## Task material
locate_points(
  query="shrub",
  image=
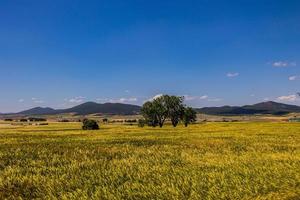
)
(64, 120)
(141, 123)
(89, 124)
(34, 119)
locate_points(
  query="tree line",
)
(158, 110)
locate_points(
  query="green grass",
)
(205, 161)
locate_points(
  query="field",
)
(242, 160)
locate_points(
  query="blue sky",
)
(60, 53)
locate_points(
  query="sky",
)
(60, 53)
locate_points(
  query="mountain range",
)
(269, 107)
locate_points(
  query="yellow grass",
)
(204, 161)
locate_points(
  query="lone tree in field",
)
(149, 112)
(161, 108)
(175, 108)
(189, 116)
(89, 124)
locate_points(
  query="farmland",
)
(214, 160)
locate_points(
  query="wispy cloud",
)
(37, 101)
(123, 100)
(293, 78)
(232, 74)
(195, 98)
(154, 97)
(215, 100)
(288, 98)
(78, 99)
(282, 64)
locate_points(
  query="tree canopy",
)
(158, 110)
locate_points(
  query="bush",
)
(89, 124)
(34, 119)
(141, 123)
(64, 120)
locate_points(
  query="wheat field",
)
(248, 160)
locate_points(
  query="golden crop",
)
(204, 161)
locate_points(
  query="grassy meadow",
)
(244, 160)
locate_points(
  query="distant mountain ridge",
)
(87, 108)
(268, 107)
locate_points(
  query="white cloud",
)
(194, 98)
(283, 64)
(293, 78)
(232, 74)
(214, 100)
(155, 97)
(289, 98)
(79, 99)
(124, 100)
(203, 97)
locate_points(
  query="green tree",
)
(89, 124)
(149, 113)
(175, 108)
(189, 116)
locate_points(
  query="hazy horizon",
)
(62, 53)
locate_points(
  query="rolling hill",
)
(269, 107)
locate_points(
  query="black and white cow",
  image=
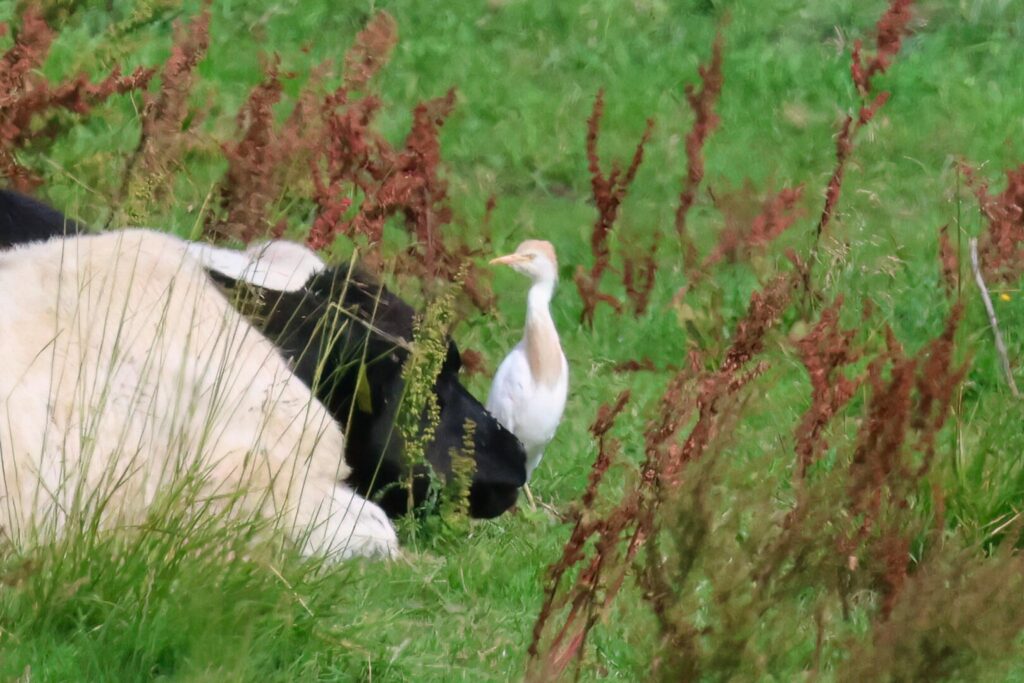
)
(328, 323)
(24, 219)
(127, 375)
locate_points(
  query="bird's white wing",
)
(510, 389)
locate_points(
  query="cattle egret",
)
(528, 392)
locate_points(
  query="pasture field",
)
(185, 602)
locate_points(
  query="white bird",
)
(529, 388)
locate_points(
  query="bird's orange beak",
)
(509, 259)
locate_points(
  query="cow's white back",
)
(122, 369)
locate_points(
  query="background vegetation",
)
(875, 536)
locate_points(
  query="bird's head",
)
(534, 258)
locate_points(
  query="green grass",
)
(462, 603)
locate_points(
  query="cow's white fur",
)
(280, 265)
(122, 368)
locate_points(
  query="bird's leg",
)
(529, 496)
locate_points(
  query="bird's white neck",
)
(544, 351)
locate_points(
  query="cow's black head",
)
(347, 338)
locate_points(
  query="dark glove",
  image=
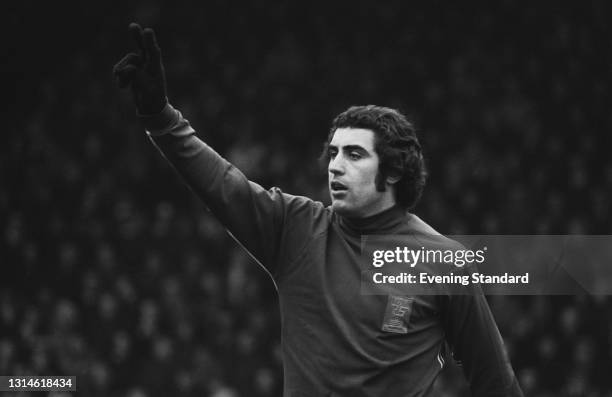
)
(143, 72)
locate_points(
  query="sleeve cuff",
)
(162, 122)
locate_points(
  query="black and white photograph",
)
(307, 199)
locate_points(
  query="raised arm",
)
(256, 217)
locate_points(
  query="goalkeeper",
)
(335, 340)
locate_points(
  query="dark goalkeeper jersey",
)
(337, 341)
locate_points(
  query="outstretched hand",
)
(143, 72)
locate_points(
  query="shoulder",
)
(427, 235)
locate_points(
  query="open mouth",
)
(337, 186)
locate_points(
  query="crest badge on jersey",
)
(397, 314)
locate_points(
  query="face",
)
(352, 171)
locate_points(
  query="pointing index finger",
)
(137, 35)
(150, 44)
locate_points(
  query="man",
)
(336, 341)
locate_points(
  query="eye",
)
(354, 155)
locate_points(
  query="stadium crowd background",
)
(113, 271)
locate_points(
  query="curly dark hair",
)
(395, 143)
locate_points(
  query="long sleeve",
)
(476, 342)
(256, 218)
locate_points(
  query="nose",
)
(336, 165)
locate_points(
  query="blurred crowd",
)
(113, 271)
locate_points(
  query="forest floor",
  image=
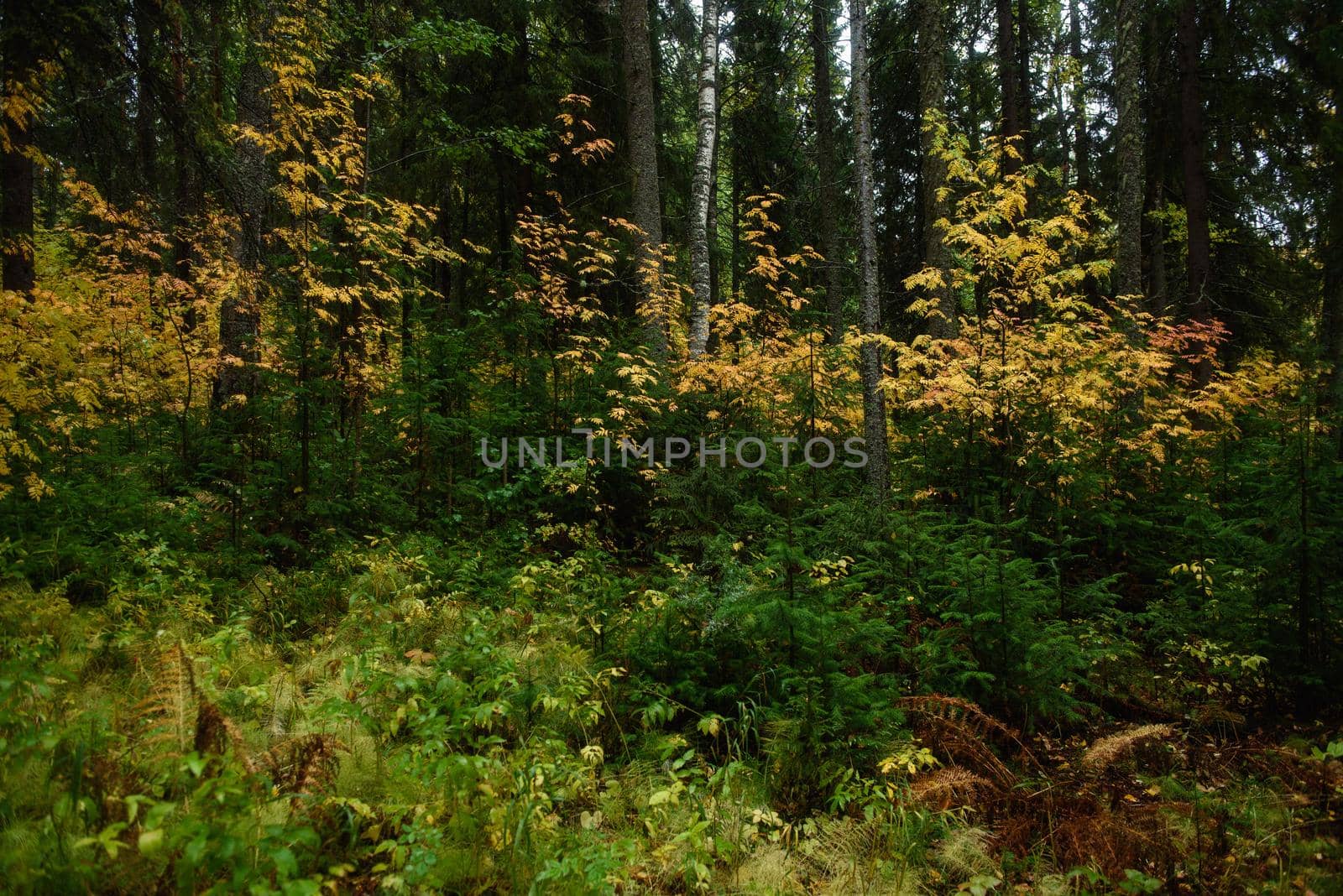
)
(409, 716)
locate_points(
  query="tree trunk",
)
(1128, 271)
(933, 101)
(18, 56)
(702, 190)
(1007, 78)
(1192, 154)
(1024, 89)
(823, 112)
(873, 400)
(1081, 134)
(239, 315)
(186, 192)
(644, 167)
(145, 138)
(1331, 310)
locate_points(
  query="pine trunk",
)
(1081, 134)
(17, 169)
(644, 165)
(873, 400)
(1192, 154)
(823, 20)
(933, 101)
(239, 315)
(1128, 271)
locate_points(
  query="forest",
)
(672, 447)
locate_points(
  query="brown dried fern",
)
(168, 711)
(964, 730)
(950, 786)
(1107, 750)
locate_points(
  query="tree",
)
(823, 112)
(18, 73)
(646, 206)
(933, 102)
(1024, 86)
(703, 183)
(870, 369)
(1128, 138)
(1199, 244)
(239, 314)
(1007, 78)
(1081, 133)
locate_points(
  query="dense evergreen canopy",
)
(293, 597)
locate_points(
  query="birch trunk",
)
(702, 190)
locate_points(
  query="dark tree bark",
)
(933, 101)
(1081, 133)
(644, 167)
(1192, 154)
(186, 190)
(147, 35)
(18, 66)
(1024, 89)
(1128, 270)
(1007, 78)
(823, 20)
(870, 369)
(239, 314)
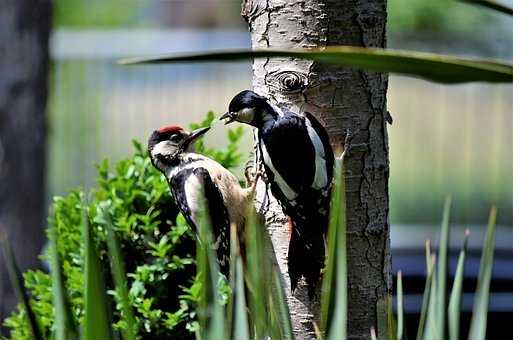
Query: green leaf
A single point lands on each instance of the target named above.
(19, 287)
(210, 311)
(387, 327)
(442, 270)
(430, 262)
(493, 5)
(118, 270)
(64, 321)
(334, 289)
(257, 269)
(280, 308)
(430, 66)
(432, 331)
(97, 322)
(455, 299)
(480, 311)
(400, 307)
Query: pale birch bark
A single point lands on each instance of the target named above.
(343, 100)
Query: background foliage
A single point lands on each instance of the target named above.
(156, 243)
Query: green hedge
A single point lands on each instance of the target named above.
(157, 245)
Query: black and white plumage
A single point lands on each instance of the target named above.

## Aim of the task
Go through the material and copy each line in which the word "goalkeeper" occurs.

## Task answer
  query="goalkeeper",
  query="dark goalkeeper jersey",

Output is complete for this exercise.